Art and Photography

Full Title: Art and Photography
Author / Editor: David Campany
Publisher: Phaidon, 2003

 

Review © Metapsychology Vol. 11, No. 39
Reviewer: Christian Perring, Ph.D.

Art and Photography describes itself as a survey of the presence of photography in artistic practice from the 1960s onwards.  It's a fat book in large format, with 304 pages of 10"x11".  It has 3 main sections: Survey, Works, and Documents.  Survey is 35 pages of illustrated text; Works is a collection of photographs with a paragraph about each image, over 123 pages; and Documents is 80 pages of text, with many extracts from writings and interviews with photographers and other experts. 

The photographs in the Works section are well chosen and the accompanying words are informative.  Many well known art photographers are included, and browsing through the collection gives a good sense of the range of art photography in the last half-century.  All three sections are divided into eight subsections:

·         Memories and archives

·         Objective objects

·         Traces of traces

·         The urban and the everyday

·         The studio image

·         The arts of reproduction

·         Just looking

·         The cultures of nature

This way of organizing the whole of art photography into different themes is probably as good as any other, although it seems pretty arbitrary. 

Obviously the book is aimed at people who want to know more about art photography.  Everyone who looks at it will look over the photographs, and they are a great pleasure to view.  But looking over them, most readers, especially those new to art photography, will have many questions about what to make of the photographs.  For example, consider Jeff Wall's The Destroyed Room (1978), which is reproduced in the Works section.  It is a bewildering image, showing an obviously staged picture of a specially constructed room full of broken objects piled on top of each other, the most prominent being a mattress.  The actual version is a transparency 2.3 meters wide, over a light box.  It will not be obvious to the casual observer why many consider this to be an important work of art.  The short paragraph accompanying the image in the book (which appears in the "Traces of traces" section) says the image depicts the aftermath of violence in a woman's room, and highlights the tension between the reality and the blatant artificiality of the image.  The image is one of the very few that has a document devoted to it in the third section: a short essay by Dan Graham.  Graham's essay highlights themes especially important to 1970s and 1980s artistic and literary criticism: gender, violence to women, and fetishization; it refers the theorist Laura Mulvey and compared Wall's work to that of Marcel Duchamp and Gustav Courbet.  His discussion is helpful in showing a possible way of understanding the image, although it makes its highly theoretical approach makes the image seem like a work of philosophy, albeit not a very interesting one.  It will leave the reader still puzzled as to why Wall is considered to be a major photographer.

Problem – Continue the review of the book Art and Photography from its last sentence.

[Dataset entries]
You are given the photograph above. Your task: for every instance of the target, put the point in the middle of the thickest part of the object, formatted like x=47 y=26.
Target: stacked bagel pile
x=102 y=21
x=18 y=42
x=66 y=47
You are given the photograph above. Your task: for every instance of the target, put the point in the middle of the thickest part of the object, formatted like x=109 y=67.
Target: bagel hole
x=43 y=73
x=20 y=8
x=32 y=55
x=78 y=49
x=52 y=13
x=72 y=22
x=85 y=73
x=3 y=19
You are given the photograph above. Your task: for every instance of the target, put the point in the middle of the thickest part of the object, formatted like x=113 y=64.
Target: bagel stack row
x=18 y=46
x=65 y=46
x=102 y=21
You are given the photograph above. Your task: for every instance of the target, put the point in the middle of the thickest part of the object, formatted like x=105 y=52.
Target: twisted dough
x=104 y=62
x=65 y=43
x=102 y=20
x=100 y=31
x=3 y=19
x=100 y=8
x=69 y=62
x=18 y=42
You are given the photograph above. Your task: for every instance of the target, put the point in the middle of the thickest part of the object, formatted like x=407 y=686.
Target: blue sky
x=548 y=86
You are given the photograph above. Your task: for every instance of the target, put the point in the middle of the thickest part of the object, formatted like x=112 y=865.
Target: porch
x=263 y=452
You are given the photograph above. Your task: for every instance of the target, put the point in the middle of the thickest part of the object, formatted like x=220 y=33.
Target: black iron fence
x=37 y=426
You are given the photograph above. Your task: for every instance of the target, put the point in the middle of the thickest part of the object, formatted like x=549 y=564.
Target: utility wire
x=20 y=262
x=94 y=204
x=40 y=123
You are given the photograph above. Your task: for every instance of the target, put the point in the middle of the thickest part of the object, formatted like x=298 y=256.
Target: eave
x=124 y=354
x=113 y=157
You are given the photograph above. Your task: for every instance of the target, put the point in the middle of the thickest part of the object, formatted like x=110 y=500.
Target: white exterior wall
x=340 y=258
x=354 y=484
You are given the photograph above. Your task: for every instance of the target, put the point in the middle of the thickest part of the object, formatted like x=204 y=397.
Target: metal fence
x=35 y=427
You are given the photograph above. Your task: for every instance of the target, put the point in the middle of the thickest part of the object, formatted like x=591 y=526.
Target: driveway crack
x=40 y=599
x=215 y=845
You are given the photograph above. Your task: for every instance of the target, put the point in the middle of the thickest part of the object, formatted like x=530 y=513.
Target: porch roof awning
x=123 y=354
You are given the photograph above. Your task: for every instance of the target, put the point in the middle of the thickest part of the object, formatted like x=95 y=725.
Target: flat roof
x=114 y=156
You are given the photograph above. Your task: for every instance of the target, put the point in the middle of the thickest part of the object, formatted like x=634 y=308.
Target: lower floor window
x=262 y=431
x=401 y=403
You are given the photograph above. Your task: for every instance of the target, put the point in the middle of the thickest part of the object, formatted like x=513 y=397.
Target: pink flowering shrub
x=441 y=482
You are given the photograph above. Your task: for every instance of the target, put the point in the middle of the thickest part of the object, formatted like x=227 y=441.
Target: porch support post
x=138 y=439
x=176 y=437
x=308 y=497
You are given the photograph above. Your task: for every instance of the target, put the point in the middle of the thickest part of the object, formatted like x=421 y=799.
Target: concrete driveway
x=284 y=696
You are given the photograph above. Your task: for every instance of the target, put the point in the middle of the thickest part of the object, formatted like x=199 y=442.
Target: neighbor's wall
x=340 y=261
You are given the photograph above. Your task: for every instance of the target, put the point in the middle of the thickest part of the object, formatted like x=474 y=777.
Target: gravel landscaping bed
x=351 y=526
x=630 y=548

Answer box –
For most photographs included in the book, there is no extended discussion.  They are of course placed in some context, being in one of the eight book sections.  Furthermore, the introductory section does try to set the scene.  However, that introductory section is not particularly easy reading, partly because of the terminology it uses, and partly because it reads more like a collection of notes or observations than a guide to interpreting photography.  So Art and Photography does not provide its readers with enough of an integrated approach to understanding photography as art.  It is a safe bet that most readers will browse through the middle section, glance over the introductory essay, and browse through some of the readings.  Even those devoted readers who read the whole book from start to end will end up with a mixture of rather unconnected ideas. 

To ask that a survey of art photography impose thematic unity on its subject is a tall order, it has to be admitted.  This is not a topic that has much unity.  But such a book, apart from including a good set of examples of art photography, needs to help its readers more.  There are many ways of doing this.  One could highlight various movements within art photography, and examine some of the central figures in those movements.  Or one could examine some of the discussions of the place of photography within art from an aesthetic point of view, relating central works of photography to the theoretical discussion.  Alternatively one might include more modern art in a survey, and relate major developments in photography to parallel developments in modern art.  Each approach has its strengths and weaknesses.  And my complaint is not that Art and Photography does not do help its readers at all; just that it does not do enough, and most readers with only a sketchy acquaintance with art photography are going to be left not much the wiser by this book.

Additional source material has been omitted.